Start PASSAGE SHOWN

Always change your choice of door because:

 * Sticking with your original door: you will only win one out of every three times you play 
   the game      
 * Change your selection: you will win two out of every three times you play.

Seems very not intuitive!!!

Few Intuitive aids (link) :

 *  think the really crucial thing that people overlook is not their first choice,
    but the host's choice, and the assumption that the host made sure not to 
    reveal the car.It is to your advantage to switch if the host is making sure 
    only to reveal a goat. On the other hand, if the host picked randomly between
    doors 2 and 3, and happened to reveal a goat, then there is no advantage to switching.

 * Change the problem to 100 door close .

Pythonic 'Proof'

based mostly on link



In [64]:

    
import random 


 
class MontyHall(object):
    def __init__(self,switch_strategy=True):
        self.switch_strategy = switch_strategy        

    def pick_door(self):
        return random.randint(1,3)
 
    def run_game(self):
        prize_door = pick_door()        
        participent_door = pick_door()
        
        # host valid door one of the doors participant didnt pick . all the doors together sumed to 6 
        # so we substract the two door we dont want and pick one of the options
        host_door = pick_door()

End PASSAGE SHOWN
Start ROWS

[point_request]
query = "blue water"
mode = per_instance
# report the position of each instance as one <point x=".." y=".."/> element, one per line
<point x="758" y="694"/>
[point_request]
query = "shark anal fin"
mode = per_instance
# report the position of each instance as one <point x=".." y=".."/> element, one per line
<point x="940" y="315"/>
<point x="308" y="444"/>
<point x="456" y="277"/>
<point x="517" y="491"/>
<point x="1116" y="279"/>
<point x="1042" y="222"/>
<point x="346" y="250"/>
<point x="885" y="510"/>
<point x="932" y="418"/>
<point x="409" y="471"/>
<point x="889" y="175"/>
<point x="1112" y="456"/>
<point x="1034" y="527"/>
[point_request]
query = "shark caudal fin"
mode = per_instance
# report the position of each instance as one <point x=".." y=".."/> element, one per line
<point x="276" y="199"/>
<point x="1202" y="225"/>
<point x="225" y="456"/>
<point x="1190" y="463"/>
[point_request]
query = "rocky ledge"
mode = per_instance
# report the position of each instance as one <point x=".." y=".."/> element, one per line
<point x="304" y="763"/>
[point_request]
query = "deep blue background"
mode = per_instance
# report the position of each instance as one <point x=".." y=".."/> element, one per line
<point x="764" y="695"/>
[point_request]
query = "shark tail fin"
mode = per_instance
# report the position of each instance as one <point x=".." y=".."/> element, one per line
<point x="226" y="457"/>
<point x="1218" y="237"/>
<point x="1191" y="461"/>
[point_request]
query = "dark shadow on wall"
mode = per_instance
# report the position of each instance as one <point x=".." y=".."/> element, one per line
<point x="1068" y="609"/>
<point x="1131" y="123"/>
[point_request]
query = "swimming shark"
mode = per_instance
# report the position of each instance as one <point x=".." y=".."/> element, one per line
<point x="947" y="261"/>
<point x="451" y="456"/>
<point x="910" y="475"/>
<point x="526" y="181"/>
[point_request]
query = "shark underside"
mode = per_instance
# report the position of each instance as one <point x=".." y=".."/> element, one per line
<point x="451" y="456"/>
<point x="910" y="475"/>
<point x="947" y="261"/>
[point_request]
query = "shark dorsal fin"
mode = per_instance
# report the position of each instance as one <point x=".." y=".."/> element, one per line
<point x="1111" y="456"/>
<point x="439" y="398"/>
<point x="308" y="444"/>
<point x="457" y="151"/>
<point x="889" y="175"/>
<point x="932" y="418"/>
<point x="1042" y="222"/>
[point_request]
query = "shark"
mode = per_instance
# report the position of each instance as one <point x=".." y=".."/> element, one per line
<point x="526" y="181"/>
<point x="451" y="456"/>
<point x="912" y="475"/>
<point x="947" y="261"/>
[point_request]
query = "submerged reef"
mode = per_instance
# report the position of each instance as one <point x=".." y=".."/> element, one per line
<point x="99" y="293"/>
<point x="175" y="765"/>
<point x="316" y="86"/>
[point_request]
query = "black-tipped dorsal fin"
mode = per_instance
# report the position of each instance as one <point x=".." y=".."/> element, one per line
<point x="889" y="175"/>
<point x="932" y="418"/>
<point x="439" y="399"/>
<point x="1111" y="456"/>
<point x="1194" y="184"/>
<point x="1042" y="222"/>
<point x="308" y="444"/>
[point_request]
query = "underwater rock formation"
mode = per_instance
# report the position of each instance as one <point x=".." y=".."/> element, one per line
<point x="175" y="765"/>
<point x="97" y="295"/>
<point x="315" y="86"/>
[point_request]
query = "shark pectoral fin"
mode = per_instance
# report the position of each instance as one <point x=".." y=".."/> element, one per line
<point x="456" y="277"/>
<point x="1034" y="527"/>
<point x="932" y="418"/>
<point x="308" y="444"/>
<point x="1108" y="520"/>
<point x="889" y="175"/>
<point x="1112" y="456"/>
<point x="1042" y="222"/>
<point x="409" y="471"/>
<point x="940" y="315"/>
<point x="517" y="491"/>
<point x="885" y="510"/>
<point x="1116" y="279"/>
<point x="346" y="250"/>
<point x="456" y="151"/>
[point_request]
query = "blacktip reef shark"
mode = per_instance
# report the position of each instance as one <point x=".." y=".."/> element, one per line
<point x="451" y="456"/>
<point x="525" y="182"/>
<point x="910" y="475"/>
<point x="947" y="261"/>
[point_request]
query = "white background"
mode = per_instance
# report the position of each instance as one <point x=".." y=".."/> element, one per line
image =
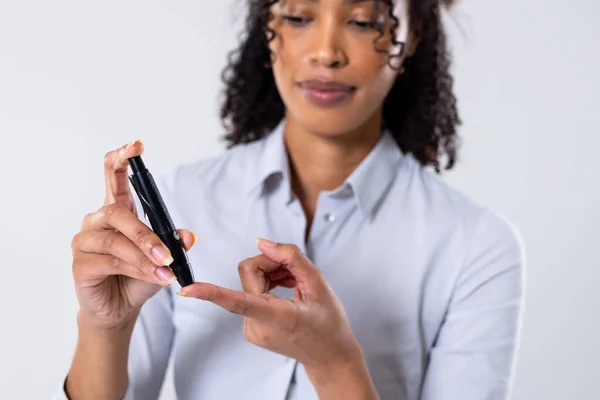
<point x="80" y="78"/>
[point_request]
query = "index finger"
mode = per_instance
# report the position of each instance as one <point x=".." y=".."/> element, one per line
<point x="263" y="307"/>
<point x="117" y="188"/>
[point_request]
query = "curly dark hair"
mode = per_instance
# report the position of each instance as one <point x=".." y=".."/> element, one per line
<point x="420" y="110"/>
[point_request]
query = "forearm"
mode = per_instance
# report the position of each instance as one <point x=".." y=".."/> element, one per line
<point x="350" y="381"/>
<point x="99" y="367"/>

End ROWS

:: PARTS OF THE EXERCISE ::
a: In the Monty Hall passage, how often do you win if you keep your original door?
b: Repeat the part of the Monty Hall passage between "Seems very not" and "advantage to switching.", inclusive.

:: ANSWERS BELOW ::
a: One out of every three times you play the game.

b:
Seems very not intuitive!!!

Few Intuitive aids (link) :

 *  think the really crucial thing that people overlook is not their first choice,
    but the host's choice, and the assumption that the host made sure not to 
    reveal the car.It is to your advantage to switch if the host is making sure 
    only to reveal a goat. On the other hand, if the host picked randomly between
    doors 2 and 3, and happened to reveal a goat, then there is no advantage to switching.